[Document text]
###

The Philosophical Apprentice

“Only one who devotes himself to a cause with his whole strength and soul can be a true master. For this reason mastery demands all of a person.” Albert Einstein

Focus, Focus

The latest obsession of mine is to increase my ability to focus and get more work done. This ability is affecting me not just in my job but in my school studies and, increasingly, in my personal life.

It seems as if the modern world is nothing more than a giant conspiracy to distract us away from what is important. We want to read and what do we get, the internet, where there is an infinite amount of material, vast amounts of which are junk. We start reading here but then something else comes along and we drop what we are reading to read something else. Of course while you are doing this you, if you are like me, probably have about 20 tabs open. The end result is that we really only skim and browse through the ephemera of our nebulous online universe.

My complaint is compounded by the fact that my job requires me to read and write all day long. In addition, I work in a cubicle farm where there is, I have counted, close to 3 million different distractions. The continuous all day long stream of information often leaves me almost dizzy and short of breath.

###

[Information provided]
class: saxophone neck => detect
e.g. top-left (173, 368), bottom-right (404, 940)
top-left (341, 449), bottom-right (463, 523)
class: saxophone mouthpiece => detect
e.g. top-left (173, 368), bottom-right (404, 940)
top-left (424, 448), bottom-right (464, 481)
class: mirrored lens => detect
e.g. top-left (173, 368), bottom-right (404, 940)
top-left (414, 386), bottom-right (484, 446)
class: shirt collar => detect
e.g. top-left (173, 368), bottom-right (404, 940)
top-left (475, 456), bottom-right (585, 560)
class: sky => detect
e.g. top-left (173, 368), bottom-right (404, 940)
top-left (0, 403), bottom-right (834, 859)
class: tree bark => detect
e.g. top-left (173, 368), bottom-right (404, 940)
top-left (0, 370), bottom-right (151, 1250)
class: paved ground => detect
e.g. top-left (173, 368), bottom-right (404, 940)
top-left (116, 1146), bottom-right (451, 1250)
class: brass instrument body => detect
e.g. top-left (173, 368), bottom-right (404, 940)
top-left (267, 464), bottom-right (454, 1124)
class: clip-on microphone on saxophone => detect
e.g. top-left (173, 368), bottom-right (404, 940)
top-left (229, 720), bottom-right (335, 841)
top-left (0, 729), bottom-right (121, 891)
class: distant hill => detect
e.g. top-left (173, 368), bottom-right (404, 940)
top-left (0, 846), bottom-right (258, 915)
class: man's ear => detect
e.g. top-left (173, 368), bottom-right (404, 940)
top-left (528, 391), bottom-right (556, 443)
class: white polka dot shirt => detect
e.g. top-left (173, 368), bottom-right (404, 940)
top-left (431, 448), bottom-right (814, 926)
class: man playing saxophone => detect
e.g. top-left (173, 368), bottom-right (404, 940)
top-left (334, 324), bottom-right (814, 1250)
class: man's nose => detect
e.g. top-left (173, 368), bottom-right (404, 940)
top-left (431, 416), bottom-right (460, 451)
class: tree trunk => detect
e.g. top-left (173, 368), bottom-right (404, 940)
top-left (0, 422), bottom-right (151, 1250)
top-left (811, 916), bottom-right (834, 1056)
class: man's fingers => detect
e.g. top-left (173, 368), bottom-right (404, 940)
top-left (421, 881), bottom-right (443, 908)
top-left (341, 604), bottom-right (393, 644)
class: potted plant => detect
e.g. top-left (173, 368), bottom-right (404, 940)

###

[Complete the following]
- 1) Reproduce the part of the post about focus from "The latest obsession" to "nebulous online universe.".
- 2) According to the post about focus, what makes the writer's complaint worse? Answer in one to three sentences.
- 3) List the parts of the writer's life that the post about focus says are affected by the ability to focus.
Use only the text to do what is asked.

[Outputs by task]
- 1)
The latest obsession of mine is to increase my ability to focus and get more work done. This ability is affecting me not just in my job but in my school studies and, increasingly, in my personal life.

It seems as if the modern world is nothing more than a giant conspiracy to distract us away from what is important. We want to read and what do we get, the internet, where there is an infinite amount of material, vast amounts of which are junk. We start reading here but then something else comes along and we drop what we are reading to read something else. Of course while you are doing this you, if you are like me, probably have about 20 tabs open. The end result is that we really only skim and browse through the ephemera of our nebulous online universe.

- 2) The writer's job requires reading and writing all day long. The writer also works in a cubicle farm with close to 3 million different distractions.

- 3)
- job
- school studies
- personal life